- _Selected text_:

--------

Daniele Cavallanti -tenor and baritone saxophone | Nels Cline – electric guitar | Ivano Borgazzi – fender rhodes, electric keyboards | Giovanni Maier – double bass, electric bass | Simone Massaron – baritone electric guitar, fretless electric guitar, electric guitar | Pacho – percussions | Tiziano Tononi – drums
Recorded april 30th/may1st 2006. Mixed july 15th/16th/31st 2006 at New Art Studio – Uboldo, Milano. Mastered at Bips Studio by Maurizio Giannotti, october 3rd 2006. Sound engineer Paolo Censi. Produced by Fabrizio Perissinotto. Photos by Alessandro Pecci. Graphic and booklet by Federico Cavina.
Tracklist: 1. Cline’s line (9:44) 2. Ahimsa – Intro: gongs, sound & stuff – Wayne out – Nels – The Long Song Blues (19:27) 3. Moods for Dewey (11:32) 4. Lonesome drive (10:12) 5. Fabrizio’s mood (10:52) 6. Go on Moses (7:34)

--------

- _Given data_:
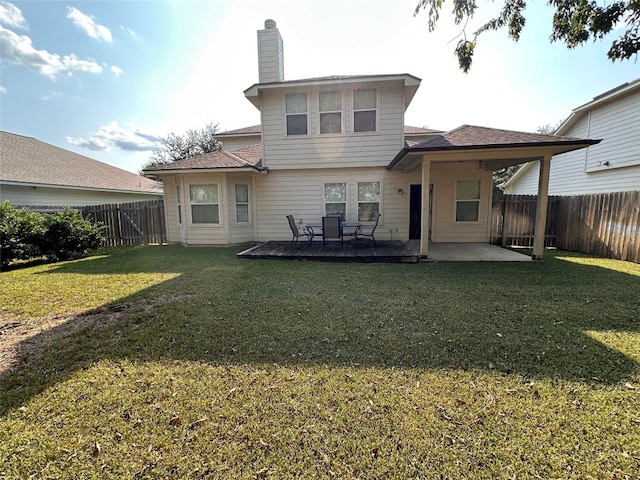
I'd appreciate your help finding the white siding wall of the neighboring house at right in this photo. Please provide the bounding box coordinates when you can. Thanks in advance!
[505,89,640,195]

--------

- _Activity_: According to the album credits, who mastered the recording, and at which studio?

- _Exercise result_: Maurizio Giannotti, at Bips Studio.